**** Records for the exercise ****

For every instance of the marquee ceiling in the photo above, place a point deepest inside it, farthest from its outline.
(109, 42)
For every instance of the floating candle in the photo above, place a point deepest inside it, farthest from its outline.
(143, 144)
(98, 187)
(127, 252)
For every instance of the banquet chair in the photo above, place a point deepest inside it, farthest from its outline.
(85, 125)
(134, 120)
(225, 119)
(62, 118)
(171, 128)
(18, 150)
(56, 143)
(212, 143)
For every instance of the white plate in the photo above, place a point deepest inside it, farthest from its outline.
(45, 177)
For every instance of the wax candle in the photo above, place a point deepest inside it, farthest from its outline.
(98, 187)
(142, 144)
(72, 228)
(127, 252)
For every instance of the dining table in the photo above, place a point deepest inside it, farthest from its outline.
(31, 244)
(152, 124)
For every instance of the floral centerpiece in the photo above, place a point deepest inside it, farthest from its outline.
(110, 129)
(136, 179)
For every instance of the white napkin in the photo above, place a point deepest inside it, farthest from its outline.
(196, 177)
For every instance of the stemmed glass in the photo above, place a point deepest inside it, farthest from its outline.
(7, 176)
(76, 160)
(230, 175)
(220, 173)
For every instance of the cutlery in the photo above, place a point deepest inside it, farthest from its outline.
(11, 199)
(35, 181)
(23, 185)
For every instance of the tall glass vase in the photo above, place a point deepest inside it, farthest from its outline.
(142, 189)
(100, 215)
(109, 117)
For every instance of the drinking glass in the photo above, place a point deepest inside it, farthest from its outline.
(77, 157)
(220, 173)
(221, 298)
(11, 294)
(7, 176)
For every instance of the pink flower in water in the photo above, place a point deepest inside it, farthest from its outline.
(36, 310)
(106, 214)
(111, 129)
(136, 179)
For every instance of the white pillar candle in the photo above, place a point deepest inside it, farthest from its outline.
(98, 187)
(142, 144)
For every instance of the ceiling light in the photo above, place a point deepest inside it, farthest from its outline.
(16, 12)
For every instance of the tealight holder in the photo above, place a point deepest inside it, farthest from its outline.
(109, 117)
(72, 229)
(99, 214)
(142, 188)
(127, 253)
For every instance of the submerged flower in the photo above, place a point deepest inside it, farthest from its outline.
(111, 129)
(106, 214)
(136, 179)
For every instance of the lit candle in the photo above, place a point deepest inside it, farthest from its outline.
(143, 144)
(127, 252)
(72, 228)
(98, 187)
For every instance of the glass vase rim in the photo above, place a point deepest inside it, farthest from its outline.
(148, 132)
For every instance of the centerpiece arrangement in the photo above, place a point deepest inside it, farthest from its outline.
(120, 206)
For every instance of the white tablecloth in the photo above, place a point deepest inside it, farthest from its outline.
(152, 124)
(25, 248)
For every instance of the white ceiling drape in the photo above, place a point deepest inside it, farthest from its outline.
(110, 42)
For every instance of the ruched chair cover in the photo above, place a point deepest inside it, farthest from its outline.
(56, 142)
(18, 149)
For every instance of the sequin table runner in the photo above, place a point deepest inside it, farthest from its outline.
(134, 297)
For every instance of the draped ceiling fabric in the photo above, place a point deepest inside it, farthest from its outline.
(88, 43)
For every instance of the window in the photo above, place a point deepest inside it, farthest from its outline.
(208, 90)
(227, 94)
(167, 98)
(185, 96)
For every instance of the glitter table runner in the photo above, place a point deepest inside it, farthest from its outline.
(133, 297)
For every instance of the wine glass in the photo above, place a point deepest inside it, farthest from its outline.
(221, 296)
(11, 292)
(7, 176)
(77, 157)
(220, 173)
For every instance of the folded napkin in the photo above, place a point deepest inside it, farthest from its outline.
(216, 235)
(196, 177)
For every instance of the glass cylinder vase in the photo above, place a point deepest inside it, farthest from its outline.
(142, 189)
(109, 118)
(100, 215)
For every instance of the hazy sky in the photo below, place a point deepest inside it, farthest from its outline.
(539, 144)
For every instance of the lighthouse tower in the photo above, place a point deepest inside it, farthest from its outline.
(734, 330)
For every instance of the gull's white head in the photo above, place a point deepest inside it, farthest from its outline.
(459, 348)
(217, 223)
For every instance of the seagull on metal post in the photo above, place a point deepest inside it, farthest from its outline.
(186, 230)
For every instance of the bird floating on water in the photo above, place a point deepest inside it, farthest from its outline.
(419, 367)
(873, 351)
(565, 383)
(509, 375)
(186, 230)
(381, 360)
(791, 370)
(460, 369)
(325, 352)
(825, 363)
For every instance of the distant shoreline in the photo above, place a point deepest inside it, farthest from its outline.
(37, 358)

****

To do: The whole listing above needs to be written out again exactly.

Solution below:
For every instance of the marquee ceiling in the photo above, place a point deepest inside it, farthest from its outline.
(109, 42)
For every instance of the floating candle in the photo above, place a point deepest inside it, farthest from its outline.
(143, 144)
(98, 187)
(127, 252)
For every instance of the banquet chair in the photo above, place a point deepest inside it, farthest from its outline.
(85, 125)
(134, 120)
(225, 119)
(62, 118)
(171, 128)
(18, 150)
(56, 143)
(212, 143)
For every instance of the white plate in the photo above, place a point deepest inside it, farthest from its outline.
(45, 177)
For every instance of the wax candle in the photo above, place a point deepest inside it, farthest from its outline.
(98, 187)
(142, 144)
(72, 228)
(127, 252)
For every instance of the dining table in the photo above, place a point deepest inside it, farthest from its outline.
(31, 244)
(152, 124)
For every instance of the floral centerpiece in the photo above, place a point deepest inside it, farthest from its outline.
(110, 129)
(136, 179)
For every instance of the white napkin in the photo above, place a point deepest inside it, farthest from its outline.
(196, 177)
For every instance of the stemmed glass in the photo above, place a point deepest inside it, farthest from its outline.
(7, 176)
(76, 160)
(230, 175)
(220, 173)
For every instance of the cutlery in the photo above, place a point deepest inside it, farthest from its outline.
(11, 199)
(35, 181)
(23, 185)
For every instance of the tall glass vase in the photo above, place a point deepest inside it, farthest from its outline.
(142, 189)
(100, 215)
(109, 117)
For every instance of the drinking glass in the photo above, place a point deepest inside it, farthest from its outline.
(77, 157)
(220, 173)
(221, 298)
(11, 294)
(7, 176)
For every instance of the pink flower in water in the photo above, place a point deepest inside it, farthest from its outline.
(36, 310)
(106, 214)
(111, 129)
(136, 179)
For every instance of the white pillar candle in the photo above, place a point deepest inside it, farthest from its outline.
(98, 187)
(142, 144)
For every instance of the ceiling light in the photo above, place a point deepest inside it, farthest from its outline.
(16, 12)
For every instance of the tealight holder in the photo above, place a point deepest inside it, farthest from its outline.
(109, 117)
(72, 229)
(99, 214)
(142, 188)
(127, 253)
For every instance of the submerged flower in the photo above, place a point deepest inside it, farthest from its outline.
(111, 129)
(106, 214)
(136, 179)
For every instance of the lit candle in the photo above, place a point deepest inside it, farthest from its outline.
(143, 144)
(127, 252)
(72, 228)
(98, 187)
For every instance of the glass vase rim in the photo above, place a point deepest inside it, farthest from its outline.
(148, 132)
For every instance of the centerpiece arrangement in the photo above, place a point deepest inside it, farthest from its outline.
(120, 206)
For every instance of the white tablecloth in the photo above, place a point deepest inside it, farthest from its outline.
(152, 124)
(25, 248)
For every instance of the white ceiling drape in the photo above, place a point deepest inside it, farthest from its outline.
(110, 42)
For every instance of the ruched chair cover in the photo above, place a point deepest inside it, farthest from its outline.
(56, 142)
(18, 149)
For every instance of the sequin table runner in the photo above, place a point deepest inside it, farthest from its outline.
(134, 297)
For every instance of the draped ceiling fabric in the photo above, place a point deepest inside it, farthest from its outline.
(88, 43)
For every instance of the window in the photo above, place a point deepest inside it, farthest from its outline.
(208, 90)
(227, 94)
(167, 98)
(185, 96)
For every instance of the glitter table runner in the photo above, place a point deepest inside it, farthest from its outline.
(133, 297)
For every instance of the wine glass in the photo above, place a point deepest inside it, farthest from its outline.
(221, 296)
(11, 292)
(7, 176)
(77, 157)
(220, 173)
For every instance of the folded napkin in the photo above, place a point deepest inside it, farthest from its outline.
(216, 235)
(196, 177)
For every instance of the glass cylinder vase in the photo above, place a point deepest inside it, farthest from its outline.
(142, 189)
(109, 118)
(100, 215)
For every instance of the hazy sky in the photo below, place a point deepest inside it, farthest from its outline.
(539, 144)
For every instance of the lighthouse tower in the photo above, place a point deepest inside it, farthest from its outline.
(734, 330)
For every instance of the gull's white head in the photo above, place a point deepest inside it, farthest from its outline.
(459, 348)
(217, 223)
For every instance of the seagull on metal post in the photo above, place a point deepest inside it, farthest from its outline.
(186, 230)
For every instance of the bird floating on water in the photo above, place a point deepest inside it, farthest from its outline.
(419, 367)
(873, 351)
(565, 383)
(509, 375)
(186, 230)
(381, 360)
(791, 370)
(460, 369)
(325, 352)
(825, 363)
For every instance of the distant shoreline in the photo above, place a point deepest inside it, farthest from its outline.
(37, 358)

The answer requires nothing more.